GOAL 1: From the discussion of the LSUnit memory model, write out the passage between "I am not sure" and "the memory model.", inclusive.

I am not sure about what IACA does in this case.
In case, it is easy to change the behavior optimistic.

>
> Note that, in the case of write-combining memory, rule 2. could be relaxed
> a bit
> to allow reordering of non-aliasing store operations.  That being said, at
> the
> moment, there is no way to further relax the memory model (flag -noalias
> is the
> only option).  Essentially, there is no option to specify a different
> memory
> type (for example: write-back, write-combining, write-through; etc.) and
> consequently to weaken or strengthen the memory model.
>
> Other limitations are:
>  * LSUnit doesn't know when store-to-load forwarding may occur.
>  * LSUnit doesn't know anything about the cache hierarchy and memory types.
>  * LSUnit doesn't know how to identify serializing operations and memory
> fences.
>
>
> Combining the static model with a sampled dynamic hardware event profile
> would be amazing.
>

> No assumption is made on the store buffer size.  As mentioned before,
> LSUnit
> conservatively assumes a may-alias relation between loads and stores, and
> it
> doesn't attempt to identify cases where store-to-load forwarding would
> occur in
> practice.
>
>
> The LSUnits have a buffer size of course. The question is whether you
> really need to separately model issuing the instructions to a separate
> memory pipeline via a shared queue.
>
> LSUnit doesn't attempt to predict whether a load or store hits or misses
> the L1
> cache.  It only knows if an instruction "MayLoad" and/or "MayStore".  For
> loads,
> the scheduling model provides an "optimistic" load-to-use latency (which
> usually
> matches the load-to-use latency for when there is a hit in the L1D).
>
>
> You’re optimistic here, which is good, but pessimistic with aliasing.
>
> Class MCInstrDesc in LLVM doesn't know about serializing operations, nor
> memory-barrier like instructions.  LSUnit conservatively assumes that an
> instruction which has both 'MayLoad' and 'UnmodeledSideEffects' behaves
> like a
> "soft" load-barrier.  That means, it serializes loads without forcing a
> flush of
> the load queue.  Similarly, instructions flagged with both 'MayStore' and
> 'UnmodeledSideEffects' are treated like store barriers.  A full memory
> barrier
> is a 'MayLoad' and 'MayStore' instruction with 'UnmodeledSideEffects'.
> This is
> inaccurate, but it is the best that we can do at the moment with the
> current
> information available in LLVM.
>
>
> LLVM *should* have this information. It needs some design work though.
>

I agree.

>
> A load/store barrier consumes one entry of the load/store queue.  A
> load/store
> barrier enforces ordering of loads/stores.  A younger load cannot pass a
> load
> barrier.  Also, a younger store cannot pass a store barrier.  A younger
> load has
> to wait for the memory/load barrier to execute.  A load/store barrier is
> "executed" when it becomes the oldest entry in the load/store queue(s).
> That
> also means, by construction, all the older loads/stores have been executed.
>
> In conclusion the full set of rules is:
>   1. A store may not pass a previous store.
>   2. A load may not pass a previous store unless flag 'NoAlias' is set.
>   3. A load may pass a previous load.
>   4. A store may not pass a previous load (regardless of flag 'NoAlias').
>   5. A load has to wait until an older load barrier is fully executed.

MATERIAL:
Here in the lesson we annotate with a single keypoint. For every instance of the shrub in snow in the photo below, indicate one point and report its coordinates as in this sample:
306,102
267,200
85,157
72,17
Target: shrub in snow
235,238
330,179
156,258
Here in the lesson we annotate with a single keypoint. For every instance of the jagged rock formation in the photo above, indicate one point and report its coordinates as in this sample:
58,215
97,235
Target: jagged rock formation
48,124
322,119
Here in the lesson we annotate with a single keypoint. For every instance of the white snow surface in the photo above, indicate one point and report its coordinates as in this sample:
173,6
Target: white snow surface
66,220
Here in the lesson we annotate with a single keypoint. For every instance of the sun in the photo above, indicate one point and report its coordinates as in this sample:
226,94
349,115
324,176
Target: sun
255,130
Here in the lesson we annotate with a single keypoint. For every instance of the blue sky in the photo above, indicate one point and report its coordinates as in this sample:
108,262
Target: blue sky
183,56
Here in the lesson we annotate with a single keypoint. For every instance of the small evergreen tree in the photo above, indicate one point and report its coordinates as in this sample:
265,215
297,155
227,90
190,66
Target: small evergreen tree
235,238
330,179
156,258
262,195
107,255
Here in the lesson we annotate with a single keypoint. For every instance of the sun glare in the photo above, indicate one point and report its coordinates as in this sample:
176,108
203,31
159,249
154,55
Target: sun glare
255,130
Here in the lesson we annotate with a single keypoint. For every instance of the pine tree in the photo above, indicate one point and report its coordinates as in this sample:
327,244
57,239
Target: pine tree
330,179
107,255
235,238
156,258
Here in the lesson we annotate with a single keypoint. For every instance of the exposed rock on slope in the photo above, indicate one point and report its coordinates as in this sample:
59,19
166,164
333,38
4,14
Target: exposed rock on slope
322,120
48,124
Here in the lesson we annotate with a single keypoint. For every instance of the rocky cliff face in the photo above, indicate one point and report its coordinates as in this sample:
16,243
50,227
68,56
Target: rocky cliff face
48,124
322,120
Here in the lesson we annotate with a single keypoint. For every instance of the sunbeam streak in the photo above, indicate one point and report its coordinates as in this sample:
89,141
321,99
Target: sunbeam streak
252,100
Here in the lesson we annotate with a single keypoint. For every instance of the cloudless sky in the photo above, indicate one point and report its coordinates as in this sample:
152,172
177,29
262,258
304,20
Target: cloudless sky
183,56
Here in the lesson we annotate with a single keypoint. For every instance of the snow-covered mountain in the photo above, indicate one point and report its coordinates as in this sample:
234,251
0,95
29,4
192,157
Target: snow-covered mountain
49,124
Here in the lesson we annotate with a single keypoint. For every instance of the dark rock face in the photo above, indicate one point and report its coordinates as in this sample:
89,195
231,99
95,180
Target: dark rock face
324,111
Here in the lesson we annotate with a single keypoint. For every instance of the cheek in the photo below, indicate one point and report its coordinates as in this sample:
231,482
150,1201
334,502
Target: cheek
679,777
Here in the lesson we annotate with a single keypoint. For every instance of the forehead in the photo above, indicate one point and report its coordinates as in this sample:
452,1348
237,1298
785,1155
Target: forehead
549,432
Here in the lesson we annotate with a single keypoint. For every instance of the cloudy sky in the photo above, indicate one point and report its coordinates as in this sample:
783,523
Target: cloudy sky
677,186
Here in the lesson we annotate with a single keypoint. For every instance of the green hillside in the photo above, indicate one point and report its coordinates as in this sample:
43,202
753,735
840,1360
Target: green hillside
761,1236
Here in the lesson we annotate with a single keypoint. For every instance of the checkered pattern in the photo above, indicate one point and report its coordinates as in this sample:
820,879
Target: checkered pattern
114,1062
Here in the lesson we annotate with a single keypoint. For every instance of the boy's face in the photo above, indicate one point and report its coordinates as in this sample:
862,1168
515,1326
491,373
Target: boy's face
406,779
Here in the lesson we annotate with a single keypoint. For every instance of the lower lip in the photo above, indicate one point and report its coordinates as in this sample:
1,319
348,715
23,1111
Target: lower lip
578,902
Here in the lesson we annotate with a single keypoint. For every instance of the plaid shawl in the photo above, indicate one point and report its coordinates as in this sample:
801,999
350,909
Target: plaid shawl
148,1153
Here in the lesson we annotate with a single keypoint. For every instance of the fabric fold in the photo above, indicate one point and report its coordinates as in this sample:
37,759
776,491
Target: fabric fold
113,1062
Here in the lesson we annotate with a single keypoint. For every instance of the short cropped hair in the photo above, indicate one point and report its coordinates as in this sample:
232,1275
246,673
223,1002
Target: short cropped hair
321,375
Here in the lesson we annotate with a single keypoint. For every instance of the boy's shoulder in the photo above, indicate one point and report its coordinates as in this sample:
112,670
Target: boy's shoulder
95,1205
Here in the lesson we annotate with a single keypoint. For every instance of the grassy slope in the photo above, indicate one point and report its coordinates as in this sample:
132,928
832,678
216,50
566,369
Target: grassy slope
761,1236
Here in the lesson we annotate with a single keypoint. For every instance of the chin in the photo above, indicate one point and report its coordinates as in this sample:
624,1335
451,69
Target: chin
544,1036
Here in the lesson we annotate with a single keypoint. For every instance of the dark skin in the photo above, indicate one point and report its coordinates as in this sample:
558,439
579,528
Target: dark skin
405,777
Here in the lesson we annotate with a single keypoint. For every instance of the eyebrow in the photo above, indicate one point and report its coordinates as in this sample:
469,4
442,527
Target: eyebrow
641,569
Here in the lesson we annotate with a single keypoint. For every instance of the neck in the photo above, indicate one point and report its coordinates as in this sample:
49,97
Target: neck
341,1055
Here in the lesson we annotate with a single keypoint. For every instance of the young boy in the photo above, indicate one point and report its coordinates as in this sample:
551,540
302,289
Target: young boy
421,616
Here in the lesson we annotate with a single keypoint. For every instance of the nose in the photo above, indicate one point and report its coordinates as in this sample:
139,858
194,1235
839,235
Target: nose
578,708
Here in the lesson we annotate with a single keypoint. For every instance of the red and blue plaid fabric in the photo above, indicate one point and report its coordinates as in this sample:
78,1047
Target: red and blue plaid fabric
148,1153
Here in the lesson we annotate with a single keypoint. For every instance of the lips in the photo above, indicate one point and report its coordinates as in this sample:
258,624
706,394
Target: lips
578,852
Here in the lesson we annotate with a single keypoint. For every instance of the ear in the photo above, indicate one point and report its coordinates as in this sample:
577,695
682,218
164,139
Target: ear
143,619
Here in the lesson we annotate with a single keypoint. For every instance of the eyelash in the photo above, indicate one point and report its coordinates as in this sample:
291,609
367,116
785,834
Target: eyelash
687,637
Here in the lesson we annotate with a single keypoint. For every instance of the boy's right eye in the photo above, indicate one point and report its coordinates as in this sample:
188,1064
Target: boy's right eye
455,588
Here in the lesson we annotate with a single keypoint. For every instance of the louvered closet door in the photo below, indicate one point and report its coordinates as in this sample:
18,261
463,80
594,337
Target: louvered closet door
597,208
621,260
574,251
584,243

GOAL 2: Pick out every line of the entries that contains the string "rocky", matching case exactly.

EXERCISE OUTPUT 1:
I am not sure about what IACA does in this case.
In case, it is easy to change the behavior optimistic.

>
> Note that, in the case of write-combining memory, rule 2. could be relaxed
> a bit
> to allow reordering of non-aliasing store operations.  That being said, at
> the
> moment, there is no way to further relax the memory model (flag -noalias
> is the
> only option).  Essentially, there is no option to specify a different
> memory
> type (for example: write-back, write-combining, write-through; etc.) and
> consequently to weaken or strengthen the memory model.

EXERCISE OUTPUT 2:
Here in the lesson we annotate with a single keypoint. For every instance of the rocky cliff face in the photo above, indicate one point and report its coordinates as in this sample:
Target: rocky cliff face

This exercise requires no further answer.